### THE PROBLEM
Only the line containing "Each instance receives exactly one keypoint. Tag the tree" and the lines after it, through the end of the entries, should be output exactly.

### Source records
++++++++

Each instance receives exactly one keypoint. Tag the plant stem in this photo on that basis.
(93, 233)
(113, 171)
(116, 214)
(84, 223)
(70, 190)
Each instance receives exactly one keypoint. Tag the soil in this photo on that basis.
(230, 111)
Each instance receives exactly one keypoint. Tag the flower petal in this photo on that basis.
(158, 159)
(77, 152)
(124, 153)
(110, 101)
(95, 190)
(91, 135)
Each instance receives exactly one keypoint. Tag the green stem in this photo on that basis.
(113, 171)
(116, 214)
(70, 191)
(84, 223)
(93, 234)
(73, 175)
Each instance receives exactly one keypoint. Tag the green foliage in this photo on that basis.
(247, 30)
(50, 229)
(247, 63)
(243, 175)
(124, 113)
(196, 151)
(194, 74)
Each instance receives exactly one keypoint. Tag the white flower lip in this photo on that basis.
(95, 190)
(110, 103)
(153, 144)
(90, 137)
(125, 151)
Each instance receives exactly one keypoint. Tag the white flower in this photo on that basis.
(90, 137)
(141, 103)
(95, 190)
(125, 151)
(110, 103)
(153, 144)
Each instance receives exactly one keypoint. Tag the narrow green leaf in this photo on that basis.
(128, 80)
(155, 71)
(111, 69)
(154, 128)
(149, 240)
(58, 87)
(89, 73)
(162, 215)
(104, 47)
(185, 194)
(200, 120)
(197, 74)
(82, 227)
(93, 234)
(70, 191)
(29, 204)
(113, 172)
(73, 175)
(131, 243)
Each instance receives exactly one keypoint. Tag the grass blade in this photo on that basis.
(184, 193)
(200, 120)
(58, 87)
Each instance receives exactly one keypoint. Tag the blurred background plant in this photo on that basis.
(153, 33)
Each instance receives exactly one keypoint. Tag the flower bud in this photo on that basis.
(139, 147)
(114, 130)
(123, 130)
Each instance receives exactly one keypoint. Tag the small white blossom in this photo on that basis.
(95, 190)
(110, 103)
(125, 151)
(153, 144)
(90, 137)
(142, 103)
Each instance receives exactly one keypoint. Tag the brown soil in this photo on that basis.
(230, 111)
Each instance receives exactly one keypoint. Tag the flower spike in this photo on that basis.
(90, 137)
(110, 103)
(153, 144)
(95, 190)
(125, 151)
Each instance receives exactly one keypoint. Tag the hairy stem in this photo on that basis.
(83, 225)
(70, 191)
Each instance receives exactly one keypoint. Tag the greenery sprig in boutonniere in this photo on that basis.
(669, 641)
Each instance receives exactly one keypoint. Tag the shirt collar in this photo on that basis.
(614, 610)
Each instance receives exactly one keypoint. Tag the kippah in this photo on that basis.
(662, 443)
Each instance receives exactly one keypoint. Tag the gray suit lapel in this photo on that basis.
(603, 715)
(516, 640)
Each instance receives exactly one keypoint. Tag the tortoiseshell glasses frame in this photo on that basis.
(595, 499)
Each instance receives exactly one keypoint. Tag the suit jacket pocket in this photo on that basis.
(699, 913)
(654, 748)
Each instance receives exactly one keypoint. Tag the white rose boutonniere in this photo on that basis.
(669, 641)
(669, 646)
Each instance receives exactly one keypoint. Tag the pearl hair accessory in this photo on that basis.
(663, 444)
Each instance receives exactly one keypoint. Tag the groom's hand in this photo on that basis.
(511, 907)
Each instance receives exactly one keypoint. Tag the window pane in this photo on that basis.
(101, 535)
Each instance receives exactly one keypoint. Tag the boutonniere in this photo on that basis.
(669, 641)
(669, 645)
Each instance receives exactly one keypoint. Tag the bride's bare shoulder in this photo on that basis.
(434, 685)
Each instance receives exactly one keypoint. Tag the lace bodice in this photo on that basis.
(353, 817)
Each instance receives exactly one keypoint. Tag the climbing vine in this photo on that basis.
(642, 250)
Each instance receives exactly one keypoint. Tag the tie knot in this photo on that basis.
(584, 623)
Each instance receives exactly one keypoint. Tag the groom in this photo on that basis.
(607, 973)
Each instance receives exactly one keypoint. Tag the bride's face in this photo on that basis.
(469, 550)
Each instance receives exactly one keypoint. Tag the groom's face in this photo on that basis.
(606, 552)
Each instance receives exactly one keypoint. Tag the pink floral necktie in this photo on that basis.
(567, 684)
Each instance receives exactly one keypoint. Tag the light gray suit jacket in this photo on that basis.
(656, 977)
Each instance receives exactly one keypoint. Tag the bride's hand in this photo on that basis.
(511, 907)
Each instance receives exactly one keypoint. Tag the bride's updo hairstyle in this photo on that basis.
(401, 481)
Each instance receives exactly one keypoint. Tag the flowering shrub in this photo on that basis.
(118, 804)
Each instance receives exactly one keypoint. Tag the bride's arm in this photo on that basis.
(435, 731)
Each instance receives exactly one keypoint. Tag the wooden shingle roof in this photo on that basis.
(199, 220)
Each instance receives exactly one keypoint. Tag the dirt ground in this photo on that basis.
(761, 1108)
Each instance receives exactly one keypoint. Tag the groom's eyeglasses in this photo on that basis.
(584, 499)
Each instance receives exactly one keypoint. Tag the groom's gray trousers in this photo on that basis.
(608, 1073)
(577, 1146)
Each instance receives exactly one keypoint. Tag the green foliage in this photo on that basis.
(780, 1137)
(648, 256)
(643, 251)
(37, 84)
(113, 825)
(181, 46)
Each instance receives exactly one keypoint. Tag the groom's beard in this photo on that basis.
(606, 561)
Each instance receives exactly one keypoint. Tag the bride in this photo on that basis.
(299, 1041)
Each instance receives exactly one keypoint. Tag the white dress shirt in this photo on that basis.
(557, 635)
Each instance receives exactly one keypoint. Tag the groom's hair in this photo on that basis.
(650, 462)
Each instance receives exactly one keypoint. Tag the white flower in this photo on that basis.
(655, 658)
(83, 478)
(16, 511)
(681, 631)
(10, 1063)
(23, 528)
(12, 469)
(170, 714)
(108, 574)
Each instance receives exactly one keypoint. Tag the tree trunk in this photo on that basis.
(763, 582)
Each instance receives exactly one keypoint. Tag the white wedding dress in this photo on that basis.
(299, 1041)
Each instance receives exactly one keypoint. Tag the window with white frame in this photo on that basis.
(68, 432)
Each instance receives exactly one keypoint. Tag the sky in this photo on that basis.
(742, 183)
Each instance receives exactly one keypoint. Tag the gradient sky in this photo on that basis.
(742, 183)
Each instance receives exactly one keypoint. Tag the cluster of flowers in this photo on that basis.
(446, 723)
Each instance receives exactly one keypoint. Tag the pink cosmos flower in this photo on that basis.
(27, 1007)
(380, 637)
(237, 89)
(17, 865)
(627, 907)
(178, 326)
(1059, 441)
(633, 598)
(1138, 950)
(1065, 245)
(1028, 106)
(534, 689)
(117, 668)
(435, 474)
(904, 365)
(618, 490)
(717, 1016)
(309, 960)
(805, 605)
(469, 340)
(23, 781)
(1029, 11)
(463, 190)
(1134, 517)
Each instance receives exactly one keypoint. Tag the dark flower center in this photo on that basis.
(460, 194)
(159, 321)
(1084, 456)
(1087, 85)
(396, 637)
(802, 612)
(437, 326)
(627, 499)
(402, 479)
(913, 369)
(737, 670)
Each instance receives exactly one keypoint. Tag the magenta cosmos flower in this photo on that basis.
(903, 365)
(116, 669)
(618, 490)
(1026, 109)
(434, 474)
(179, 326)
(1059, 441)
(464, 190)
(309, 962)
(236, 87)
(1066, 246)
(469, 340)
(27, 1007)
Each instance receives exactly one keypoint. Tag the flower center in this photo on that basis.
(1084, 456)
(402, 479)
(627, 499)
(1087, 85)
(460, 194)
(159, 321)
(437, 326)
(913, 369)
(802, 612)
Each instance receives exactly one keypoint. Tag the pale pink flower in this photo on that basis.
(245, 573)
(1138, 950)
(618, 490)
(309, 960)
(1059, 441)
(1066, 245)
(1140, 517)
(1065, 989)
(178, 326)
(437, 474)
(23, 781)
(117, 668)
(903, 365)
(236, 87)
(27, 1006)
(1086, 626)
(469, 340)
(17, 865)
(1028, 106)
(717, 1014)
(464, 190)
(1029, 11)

++++++++

### RESULT OF THIS EXERCISE
Each instance receives exactly one keypoint. Tag the tree trunk in this photo on that basis.
(763, 582)
Each instance receives exactly one keypoint. Tag the white wedding dress in this photo on that basis.
(299, 1041)
Each instance receives exactly one keypoint. Tag the window with white frame in this photo on that basis.
(68, 432)
Each instance receives exactly one keypoint. Tag the sky in this photo on that basis.
(742, 183)
Each instance receives exactly one keypoint. Tag the gradient sky in this photo on that basis.
(742, 183)
Each instance receives exactly one keypoint. Tag the cluster of flowers in this photo on that basis.
(446, 723)
Each instance receives exactly one keypoint. Tag the pink cosmos flower in this photo on that basis.
(27, 1007)
(380, 637)
(237, 89)
(17, 865)
(627, 907)
(178, 326)
(1059, 441)
(633, 598)
(1138, 950)
(1065, 245)
(1028, 106)
(534, 689)
(117, 668)
(435, 474)
(904, 365)
(618, 490)
(717, 1016)
(309, 960)
(805, 605)
(469, 340)
(23, 781)
(1029, 11)
(463, 190)
(1134, 517)
Each instance receives exactly one keypoint. Tag the dark flower center in this photo on that basis.
(460, 194)
(159, 321)
(1084, 456)
(1087, 85)
(396, 637)
(802, 612)
(437, 326)
(627, 499)
(402, 479)
(913, 369)
(737, 670)
Each instance receives exactly one keypoint. Tag the magenta cosmos flower in this photo on that basis.
(903, 365)
(116, 669)
(618, 490)
(1026, 109)
(434, 474)
(179, 326)
(1059, 441)
(464, 190)
(309, 962)
(236, 87)
(1066, 246)
(469, 340)
(27, 1007)
Each instance receives exactly one keypoint. Tag the flower center in this photo on that basis.
(1084, 456)
(402, 479)
(627, 499)
(1087, 85)
(460, 194)
(159, 321)
(437, 326)
(913, 369)
(802, 612)
Each instance receives exactly one keypoint. Tag the pale pink flower in this photo on that basis.
(245, 573)
(1138, 950)
(618, 490)
(309, 960)
(1059, 441)
(1066, 245)
(1140, 517)
(1065, 989)
(178, 326)
(437, 474)
(23, 781)
(117, 668)
(903, 365)
(236, 87)
(27, 1006)
(1086, 626)
(469, 340)
(17, 865)
(1028, 106)
(717, 1014)
(464, 190)
(1029, 11)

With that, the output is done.